Directions:
Tally up the lines below that carry the word "brown", answering with the figure alone.

Region pointing data:
....
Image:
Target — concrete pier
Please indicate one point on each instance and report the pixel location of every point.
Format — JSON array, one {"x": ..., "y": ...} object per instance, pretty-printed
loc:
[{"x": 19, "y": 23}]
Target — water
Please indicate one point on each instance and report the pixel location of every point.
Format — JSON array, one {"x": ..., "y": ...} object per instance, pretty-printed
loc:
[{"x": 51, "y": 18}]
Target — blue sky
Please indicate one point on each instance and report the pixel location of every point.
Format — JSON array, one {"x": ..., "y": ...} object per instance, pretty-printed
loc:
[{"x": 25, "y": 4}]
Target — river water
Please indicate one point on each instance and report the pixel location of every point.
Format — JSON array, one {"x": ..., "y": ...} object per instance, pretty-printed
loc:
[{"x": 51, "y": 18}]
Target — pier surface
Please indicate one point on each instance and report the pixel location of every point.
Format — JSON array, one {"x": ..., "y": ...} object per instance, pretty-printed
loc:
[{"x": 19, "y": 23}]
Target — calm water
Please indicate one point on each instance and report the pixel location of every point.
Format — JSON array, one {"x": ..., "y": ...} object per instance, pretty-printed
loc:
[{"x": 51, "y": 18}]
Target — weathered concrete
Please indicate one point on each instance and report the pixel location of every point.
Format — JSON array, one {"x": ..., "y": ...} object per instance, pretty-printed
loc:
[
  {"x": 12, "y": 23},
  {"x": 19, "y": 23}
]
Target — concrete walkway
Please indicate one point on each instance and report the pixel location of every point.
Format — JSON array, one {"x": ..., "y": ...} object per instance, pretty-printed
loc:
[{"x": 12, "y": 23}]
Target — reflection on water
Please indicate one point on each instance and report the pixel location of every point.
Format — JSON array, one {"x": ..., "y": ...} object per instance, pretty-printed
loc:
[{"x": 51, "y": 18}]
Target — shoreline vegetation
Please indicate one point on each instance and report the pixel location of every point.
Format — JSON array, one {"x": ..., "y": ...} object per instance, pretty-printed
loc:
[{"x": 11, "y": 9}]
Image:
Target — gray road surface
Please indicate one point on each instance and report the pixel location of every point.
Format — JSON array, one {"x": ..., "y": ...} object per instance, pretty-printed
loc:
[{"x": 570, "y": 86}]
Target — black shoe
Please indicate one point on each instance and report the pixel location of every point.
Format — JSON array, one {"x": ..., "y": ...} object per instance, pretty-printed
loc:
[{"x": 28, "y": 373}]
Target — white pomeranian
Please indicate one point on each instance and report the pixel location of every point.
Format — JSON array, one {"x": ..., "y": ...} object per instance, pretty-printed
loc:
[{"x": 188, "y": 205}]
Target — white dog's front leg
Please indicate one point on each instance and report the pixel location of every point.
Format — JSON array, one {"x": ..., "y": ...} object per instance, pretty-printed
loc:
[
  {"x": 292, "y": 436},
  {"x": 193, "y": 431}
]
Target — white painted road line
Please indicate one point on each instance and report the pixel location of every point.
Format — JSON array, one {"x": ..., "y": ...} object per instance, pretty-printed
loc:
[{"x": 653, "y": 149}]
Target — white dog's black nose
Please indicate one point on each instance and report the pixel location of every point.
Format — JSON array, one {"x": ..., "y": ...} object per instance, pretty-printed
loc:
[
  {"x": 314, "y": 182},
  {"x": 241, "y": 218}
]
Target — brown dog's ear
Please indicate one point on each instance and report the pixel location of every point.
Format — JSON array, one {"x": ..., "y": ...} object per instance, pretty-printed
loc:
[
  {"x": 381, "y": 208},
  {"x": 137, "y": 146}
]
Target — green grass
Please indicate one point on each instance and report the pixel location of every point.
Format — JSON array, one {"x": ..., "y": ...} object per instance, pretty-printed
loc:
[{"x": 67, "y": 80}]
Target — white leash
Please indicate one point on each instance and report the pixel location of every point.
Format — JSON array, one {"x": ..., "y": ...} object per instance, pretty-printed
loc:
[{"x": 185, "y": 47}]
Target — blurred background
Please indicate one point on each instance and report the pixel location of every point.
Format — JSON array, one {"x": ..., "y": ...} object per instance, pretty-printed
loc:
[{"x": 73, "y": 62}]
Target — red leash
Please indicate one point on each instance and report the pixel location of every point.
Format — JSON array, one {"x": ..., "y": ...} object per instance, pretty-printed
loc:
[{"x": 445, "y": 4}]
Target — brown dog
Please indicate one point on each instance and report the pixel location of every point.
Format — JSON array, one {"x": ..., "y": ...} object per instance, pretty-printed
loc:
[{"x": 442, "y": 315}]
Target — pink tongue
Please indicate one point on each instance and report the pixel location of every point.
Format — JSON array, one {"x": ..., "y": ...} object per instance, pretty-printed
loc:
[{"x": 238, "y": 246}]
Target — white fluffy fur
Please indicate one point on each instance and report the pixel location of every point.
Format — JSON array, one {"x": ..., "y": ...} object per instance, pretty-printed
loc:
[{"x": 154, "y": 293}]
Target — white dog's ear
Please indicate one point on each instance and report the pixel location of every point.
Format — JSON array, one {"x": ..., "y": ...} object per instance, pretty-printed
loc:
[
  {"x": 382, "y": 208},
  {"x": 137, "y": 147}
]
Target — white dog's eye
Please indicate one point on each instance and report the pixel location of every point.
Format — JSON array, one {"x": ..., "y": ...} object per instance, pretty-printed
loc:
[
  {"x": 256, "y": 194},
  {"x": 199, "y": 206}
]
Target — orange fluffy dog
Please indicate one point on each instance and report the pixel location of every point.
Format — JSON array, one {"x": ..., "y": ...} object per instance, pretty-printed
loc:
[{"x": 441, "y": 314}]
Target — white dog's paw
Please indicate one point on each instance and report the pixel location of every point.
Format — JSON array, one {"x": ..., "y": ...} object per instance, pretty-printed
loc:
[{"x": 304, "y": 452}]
....
Task response:
2